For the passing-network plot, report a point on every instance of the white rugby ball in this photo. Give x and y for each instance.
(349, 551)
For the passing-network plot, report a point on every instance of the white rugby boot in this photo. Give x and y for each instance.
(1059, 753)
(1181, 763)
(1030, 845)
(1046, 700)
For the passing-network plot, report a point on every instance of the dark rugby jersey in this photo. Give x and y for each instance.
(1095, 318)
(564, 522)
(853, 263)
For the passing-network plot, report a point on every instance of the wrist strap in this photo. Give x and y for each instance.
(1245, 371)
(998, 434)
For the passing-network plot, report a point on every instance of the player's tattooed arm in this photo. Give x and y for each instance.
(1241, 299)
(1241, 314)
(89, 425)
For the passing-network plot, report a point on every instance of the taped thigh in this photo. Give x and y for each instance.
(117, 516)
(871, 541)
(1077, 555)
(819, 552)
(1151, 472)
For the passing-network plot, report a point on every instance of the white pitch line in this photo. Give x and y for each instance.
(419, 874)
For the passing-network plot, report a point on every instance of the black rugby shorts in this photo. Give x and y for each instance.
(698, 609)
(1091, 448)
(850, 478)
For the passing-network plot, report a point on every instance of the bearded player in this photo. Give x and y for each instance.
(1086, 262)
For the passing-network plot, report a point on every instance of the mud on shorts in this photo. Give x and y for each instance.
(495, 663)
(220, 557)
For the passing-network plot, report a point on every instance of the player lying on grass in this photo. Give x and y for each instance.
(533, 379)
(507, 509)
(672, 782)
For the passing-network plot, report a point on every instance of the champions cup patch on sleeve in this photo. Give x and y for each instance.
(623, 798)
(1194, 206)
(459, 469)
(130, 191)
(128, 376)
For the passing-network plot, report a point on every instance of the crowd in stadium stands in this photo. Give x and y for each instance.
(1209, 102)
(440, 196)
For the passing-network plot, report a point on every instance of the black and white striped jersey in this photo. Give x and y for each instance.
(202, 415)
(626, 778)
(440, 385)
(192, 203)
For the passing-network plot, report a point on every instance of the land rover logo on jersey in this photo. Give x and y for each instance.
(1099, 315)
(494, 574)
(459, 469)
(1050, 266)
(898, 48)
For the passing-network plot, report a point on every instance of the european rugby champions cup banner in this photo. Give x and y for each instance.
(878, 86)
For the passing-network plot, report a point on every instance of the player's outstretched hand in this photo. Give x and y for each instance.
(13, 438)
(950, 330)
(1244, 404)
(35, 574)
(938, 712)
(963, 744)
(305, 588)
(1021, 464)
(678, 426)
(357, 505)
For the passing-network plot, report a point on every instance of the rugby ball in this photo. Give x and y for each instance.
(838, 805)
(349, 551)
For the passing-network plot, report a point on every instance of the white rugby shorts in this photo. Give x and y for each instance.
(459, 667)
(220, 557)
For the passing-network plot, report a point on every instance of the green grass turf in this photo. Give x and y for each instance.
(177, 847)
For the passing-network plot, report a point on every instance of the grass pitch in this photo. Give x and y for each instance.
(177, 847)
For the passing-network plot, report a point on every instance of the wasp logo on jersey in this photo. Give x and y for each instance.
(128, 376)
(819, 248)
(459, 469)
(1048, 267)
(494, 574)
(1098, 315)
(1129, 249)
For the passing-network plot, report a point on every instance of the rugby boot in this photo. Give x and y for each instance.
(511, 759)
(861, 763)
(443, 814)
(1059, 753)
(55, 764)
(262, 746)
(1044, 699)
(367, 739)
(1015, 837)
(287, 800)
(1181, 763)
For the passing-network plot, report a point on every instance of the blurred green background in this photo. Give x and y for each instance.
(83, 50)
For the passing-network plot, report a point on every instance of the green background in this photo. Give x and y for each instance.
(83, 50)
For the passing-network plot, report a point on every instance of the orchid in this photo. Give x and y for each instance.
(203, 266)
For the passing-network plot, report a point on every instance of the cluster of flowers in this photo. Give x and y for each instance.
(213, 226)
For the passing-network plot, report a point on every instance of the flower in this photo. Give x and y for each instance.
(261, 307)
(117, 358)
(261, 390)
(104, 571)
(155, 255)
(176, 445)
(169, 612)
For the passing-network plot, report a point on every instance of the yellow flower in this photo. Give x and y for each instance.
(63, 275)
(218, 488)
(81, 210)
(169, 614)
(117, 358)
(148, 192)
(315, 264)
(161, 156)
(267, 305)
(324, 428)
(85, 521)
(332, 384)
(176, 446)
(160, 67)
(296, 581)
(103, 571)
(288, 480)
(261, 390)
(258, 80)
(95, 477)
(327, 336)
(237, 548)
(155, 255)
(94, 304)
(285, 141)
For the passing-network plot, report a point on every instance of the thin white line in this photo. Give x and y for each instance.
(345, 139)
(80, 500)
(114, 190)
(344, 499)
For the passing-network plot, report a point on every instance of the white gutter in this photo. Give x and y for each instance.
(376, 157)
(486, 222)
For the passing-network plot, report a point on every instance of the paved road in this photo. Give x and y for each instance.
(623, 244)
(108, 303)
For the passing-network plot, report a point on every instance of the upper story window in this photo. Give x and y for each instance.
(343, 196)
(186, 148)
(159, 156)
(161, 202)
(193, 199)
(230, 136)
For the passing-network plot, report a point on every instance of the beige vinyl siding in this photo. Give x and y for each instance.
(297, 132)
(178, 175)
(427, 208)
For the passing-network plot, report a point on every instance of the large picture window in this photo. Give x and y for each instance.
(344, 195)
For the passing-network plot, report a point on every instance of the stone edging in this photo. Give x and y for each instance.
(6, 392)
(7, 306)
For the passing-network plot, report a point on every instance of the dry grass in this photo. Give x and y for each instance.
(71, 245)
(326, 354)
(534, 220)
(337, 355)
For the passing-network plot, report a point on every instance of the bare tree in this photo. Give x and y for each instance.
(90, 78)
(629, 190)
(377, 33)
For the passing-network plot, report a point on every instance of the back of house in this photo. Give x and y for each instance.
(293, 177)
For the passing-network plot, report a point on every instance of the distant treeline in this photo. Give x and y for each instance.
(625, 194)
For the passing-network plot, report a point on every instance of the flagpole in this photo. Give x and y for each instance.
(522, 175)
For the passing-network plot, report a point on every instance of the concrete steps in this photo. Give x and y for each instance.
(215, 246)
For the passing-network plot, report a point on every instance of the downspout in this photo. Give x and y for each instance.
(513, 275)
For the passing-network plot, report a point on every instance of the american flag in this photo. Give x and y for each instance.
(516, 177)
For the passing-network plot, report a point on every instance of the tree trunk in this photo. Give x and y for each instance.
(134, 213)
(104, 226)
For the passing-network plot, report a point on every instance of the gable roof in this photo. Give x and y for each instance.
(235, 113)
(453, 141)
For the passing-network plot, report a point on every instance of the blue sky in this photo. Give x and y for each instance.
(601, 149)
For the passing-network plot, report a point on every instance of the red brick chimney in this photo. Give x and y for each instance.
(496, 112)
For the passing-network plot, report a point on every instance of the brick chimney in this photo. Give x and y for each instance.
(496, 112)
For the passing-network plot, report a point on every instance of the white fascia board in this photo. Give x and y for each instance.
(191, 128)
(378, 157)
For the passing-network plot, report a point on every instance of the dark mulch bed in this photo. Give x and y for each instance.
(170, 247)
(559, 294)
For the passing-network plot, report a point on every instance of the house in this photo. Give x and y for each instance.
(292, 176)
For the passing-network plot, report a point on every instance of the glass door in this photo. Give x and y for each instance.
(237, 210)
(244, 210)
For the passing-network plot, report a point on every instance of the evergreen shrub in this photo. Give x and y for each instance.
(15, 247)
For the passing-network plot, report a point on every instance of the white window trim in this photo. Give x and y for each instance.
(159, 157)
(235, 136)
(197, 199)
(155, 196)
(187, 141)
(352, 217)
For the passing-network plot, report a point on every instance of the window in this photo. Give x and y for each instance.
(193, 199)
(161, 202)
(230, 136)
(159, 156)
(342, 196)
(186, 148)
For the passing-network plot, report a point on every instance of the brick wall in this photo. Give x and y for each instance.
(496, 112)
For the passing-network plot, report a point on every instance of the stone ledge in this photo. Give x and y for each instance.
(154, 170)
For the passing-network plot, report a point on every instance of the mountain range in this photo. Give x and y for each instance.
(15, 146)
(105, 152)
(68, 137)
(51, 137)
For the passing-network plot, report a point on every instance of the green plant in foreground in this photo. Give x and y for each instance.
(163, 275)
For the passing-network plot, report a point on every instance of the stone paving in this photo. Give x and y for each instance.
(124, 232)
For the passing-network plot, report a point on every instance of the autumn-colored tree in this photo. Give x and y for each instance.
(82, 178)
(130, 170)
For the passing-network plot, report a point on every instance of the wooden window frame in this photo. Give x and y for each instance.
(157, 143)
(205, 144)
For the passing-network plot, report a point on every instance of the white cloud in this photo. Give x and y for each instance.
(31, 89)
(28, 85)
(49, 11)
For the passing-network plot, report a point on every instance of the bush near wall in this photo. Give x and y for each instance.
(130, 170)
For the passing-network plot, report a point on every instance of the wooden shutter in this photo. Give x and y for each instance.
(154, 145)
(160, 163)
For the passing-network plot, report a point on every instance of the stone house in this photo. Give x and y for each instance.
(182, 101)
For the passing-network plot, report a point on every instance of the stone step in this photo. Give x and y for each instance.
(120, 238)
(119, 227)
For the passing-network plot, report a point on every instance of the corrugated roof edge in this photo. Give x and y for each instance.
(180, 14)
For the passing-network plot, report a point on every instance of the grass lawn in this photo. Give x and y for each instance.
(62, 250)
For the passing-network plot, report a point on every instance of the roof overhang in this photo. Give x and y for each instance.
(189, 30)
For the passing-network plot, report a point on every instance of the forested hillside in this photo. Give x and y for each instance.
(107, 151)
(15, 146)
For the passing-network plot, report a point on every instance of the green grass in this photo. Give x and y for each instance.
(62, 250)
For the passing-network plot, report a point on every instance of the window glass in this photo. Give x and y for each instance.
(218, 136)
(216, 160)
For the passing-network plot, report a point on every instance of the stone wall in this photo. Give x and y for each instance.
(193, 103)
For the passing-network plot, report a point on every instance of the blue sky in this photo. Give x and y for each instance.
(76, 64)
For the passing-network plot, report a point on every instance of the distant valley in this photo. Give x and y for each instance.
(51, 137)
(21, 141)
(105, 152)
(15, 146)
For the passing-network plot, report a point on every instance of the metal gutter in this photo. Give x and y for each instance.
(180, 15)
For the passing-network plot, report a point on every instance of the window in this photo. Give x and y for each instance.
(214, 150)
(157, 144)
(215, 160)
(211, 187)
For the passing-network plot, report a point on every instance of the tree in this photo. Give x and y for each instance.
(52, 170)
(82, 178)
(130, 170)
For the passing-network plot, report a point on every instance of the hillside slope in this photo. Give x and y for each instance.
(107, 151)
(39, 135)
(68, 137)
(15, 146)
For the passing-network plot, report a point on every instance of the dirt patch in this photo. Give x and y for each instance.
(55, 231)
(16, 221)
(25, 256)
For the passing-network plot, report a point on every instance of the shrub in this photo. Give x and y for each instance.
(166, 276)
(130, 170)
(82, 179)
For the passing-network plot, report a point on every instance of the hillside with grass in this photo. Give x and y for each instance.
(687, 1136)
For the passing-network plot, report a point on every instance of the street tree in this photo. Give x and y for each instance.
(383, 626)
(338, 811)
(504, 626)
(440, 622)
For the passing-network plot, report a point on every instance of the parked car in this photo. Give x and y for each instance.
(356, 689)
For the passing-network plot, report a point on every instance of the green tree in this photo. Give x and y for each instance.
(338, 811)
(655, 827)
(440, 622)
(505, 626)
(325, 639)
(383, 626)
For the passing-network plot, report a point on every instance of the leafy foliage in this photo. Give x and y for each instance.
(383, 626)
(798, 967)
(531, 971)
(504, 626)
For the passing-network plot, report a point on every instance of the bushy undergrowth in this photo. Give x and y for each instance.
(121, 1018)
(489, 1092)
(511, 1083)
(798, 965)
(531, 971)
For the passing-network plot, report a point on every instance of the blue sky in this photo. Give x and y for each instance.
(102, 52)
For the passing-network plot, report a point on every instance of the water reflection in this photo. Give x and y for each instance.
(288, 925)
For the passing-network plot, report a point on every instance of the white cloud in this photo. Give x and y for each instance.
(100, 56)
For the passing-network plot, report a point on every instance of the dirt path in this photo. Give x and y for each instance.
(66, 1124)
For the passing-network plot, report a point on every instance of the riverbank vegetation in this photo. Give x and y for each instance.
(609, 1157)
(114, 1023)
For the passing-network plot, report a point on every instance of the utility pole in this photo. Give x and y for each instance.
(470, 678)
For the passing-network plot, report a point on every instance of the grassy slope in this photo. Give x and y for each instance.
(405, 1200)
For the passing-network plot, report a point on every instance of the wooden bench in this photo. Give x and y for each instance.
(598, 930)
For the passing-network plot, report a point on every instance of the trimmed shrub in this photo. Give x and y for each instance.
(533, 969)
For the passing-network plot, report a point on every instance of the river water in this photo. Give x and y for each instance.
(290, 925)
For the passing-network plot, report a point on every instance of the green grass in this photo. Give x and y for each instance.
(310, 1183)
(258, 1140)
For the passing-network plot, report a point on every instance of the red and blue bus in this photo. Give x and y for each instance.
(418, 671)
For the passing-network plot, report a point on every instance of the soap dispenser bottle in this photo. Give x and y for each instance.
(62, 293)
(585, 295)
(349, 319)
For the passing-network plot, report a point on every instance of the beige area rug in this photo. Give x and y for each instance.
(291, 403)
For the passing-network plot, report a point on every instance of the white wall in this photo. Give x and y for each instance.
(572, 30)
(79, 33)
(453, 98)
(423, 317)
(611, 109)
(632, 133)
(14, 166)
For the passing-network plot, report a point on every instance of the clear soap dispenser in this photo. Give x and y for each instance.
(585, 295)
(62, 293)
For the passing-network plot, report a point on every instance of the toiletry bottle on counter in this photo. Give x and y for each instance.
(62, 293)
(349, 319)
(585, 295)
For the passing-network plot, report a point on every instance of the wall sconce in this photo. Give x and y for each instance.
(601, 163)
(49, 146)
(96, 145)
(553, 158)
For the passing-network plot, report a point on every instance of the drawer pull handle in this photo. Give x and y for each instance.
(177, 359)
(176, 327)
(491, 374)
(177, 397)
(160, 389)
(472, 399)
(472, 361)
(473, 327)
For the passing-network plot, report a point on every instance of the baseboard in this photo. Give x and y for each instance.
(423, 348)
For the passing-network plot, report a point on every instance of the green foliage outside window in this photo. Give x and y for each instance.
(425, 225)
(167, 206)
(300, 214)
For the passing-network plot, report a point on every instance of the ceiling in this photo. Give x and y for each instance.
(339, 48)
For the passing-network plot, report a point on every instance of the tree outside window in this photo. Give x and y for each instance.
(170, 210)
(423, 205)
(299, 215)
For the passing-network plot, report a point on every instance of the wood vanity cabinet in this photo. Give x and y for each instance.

# [DO THIS]
Starting with the first line of the listing, reproduce each line word for word, and stop after the line containing "(1046, 700)", including that line.

# [RESULT OF THE TASK]
For the passing-network plot, report a point on every instance of the white rugby ball in this photo. Give x and y for each instance.
(349, 551)
For the passing-network plot, report a point on every instance of the white rugby boot in this photo. Give x and y for each instance.
(1059, 753)
(1181, 763)
(1030, 845)
(1046, 700)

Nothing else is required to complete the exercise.